_What you will do:_
Will you gather every line in the rows below that contains the string "alloy" and copy each one in full? Case counts.

------ Data for processing

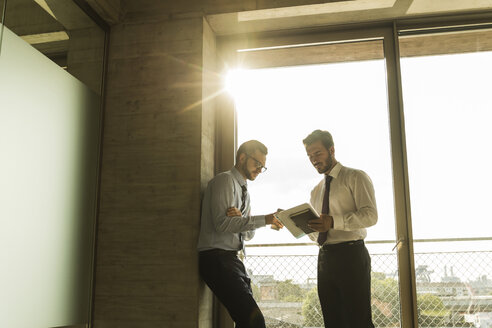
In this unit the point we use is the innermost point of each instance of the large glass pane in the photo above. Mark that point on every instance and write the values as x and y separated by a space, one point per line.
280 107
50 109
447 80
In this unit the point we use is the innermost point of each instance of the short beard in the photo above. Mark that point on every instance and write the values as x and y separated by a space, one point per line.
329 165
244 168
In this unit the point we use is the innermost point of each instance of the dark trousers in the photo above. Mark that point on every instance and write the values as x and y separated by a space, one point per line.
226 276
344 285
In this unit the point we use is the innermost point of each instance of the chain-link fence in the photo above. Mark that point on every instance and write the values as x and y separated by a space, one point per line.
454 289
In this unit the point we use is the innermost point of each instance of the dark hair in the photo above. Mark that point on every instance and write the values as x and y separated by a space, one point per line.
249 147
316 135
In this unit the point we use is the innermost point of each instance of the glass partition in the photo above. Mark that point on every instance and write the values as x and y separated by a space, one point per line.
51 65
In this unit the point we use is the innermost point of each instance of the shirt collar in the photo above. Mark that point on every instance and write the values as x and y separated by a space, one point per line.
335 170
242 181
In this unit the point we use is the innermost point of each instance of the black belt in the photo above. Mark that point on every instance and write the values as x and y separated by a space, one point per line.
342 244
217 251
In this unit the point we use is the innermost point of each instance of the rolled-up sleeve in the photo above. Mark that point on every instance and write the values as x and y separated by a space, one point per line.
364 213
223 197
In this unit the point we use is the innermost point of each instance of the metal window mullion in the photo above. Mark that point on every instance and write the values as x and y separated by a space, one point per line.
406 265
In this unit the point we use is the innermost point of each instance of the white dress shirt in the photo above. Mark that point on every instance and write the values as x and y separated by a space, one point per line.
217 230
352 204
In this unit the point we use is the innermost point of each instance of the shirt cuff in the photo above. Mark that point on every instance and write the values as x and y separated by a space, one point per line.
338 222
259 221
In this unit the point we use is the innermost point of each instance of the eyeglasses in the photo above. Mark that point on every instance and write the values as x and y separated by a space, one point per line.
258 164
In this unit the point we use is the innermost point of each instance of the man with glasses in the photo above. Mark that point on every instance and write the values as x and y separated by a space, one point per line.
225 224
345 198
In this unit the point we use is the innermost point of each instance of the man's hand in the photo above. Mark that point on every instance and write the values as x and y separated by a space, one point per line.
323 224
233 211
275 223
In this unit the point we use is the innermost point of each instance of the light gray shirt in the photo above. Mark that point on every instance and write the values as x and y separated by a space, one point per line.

------------
------ Data for processing

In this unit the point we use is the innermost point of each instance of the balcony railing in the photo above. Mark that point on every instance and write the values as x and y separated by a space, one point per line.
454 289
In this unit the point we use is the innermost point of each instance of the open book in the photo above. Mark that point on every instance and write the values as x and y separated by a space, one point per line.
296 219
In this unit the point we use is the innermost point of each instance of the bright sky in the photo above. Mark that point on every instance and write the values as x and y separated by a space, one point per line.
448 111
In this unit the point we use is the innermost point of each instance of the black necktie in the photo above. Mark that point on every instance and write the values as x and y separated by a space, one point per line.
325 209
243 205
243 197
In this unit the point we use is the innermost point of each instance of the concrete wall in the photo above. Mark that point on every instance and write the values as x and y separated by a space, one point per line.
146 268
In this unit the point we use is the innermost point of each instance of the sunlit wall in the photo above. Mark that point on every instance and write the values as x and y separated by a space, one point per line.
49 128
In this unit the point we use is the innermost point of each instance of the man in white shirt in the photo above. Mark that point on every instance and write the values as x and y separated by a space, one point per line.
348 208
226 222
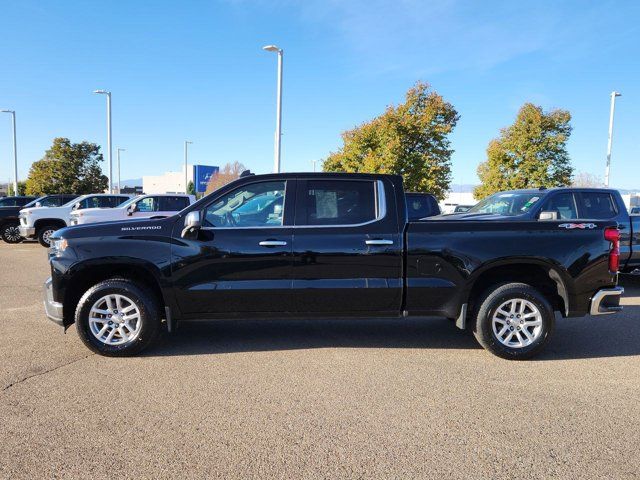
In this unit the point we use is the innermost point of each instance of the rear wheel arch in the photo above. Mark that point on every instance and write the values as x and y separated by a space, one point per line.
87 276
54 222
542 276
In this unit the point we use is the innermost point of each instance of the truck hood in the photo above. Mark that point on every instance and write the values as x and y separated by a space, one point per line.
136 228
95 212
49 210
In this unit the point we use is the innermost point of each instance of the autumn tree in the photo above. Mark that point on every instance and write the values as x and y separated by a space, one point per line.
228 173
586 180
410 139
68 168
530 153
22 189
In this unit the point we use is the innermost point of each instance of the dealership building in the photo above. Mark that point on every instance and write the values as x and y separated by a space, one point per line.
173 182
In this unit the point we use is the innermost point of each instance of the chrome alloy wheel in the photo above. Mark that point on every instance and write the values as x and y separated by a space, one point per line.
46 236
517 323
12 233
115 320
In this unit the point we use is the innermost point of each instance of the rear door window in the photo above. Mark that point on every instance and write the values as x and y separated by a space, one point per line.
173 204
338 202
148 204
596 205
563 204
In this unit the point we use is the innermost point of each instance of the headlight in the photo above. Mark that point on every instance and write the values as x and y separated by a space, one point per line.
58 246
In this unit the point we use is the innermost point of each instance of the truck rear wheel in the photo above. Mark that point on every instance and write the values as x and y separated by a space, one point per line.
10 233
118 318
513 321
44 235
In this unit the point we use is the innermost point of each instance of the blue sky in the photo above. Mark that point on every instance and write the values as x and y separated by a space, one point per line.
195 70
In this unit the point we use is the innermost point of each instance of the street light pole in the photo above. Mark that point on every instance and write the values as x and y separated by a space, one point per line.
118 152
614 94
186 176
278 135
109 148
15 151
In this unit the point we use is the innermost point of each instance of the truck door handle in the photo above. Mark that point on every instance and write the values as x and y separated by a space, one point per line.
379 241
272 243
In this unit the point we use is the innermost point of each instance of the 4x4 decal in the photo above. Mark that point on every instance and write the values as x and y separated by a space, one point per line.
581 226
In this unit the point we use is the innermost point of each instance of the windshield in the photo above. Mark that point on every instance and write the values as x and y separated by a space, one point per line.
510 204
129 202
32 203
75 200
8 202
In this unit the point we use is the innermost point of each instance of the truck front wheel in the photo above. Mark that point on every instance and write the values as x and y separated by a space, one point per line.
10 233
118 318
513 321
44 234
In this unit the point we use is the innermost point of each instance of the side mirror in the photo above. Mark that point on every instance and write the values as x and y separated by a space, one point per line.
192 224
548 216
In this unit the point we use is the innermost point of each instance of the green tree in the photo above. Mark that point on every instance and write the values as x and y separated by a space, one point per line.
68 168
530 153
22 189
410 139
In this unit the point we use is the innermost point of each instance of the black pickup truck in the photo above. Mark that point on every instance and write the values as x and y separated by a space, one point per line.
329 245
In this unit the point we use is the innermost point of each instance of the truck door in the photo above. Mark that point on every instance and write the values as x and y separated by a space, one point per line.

------------

_Answer to this problem:_
In this unit the point we use is the innermost point of each instance of the chrome alloy wheel in the photo above. Mark that point on every instance and write the values as x and y separated by a space, one point per line.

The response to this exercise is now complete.